- [Extracted records]
********
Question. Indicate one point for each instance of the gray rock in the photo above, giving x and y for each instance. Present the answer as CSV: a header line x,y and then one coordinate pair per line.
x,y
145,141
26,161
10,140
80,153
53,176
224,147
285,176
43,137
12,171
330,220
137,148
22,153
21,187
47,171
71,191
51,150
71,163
********
- [Problem to solve] Rewrite the lines above, swapping "gray rock" for "pebble" and leaving everything else the same.

- [Completed task]
Question. Indicate one point for each instance of the pebble in the photo above, giving x and y for each instance. Present the answer as CSV: a header line x,y and then one coordinate pair per line.
x,y
145,141
26,161
10,140
80,153
53,176
224,147
285,176
43,137
12,171
330,220
137,148
22,153
21,187
47,171
71,191
51,150
71,163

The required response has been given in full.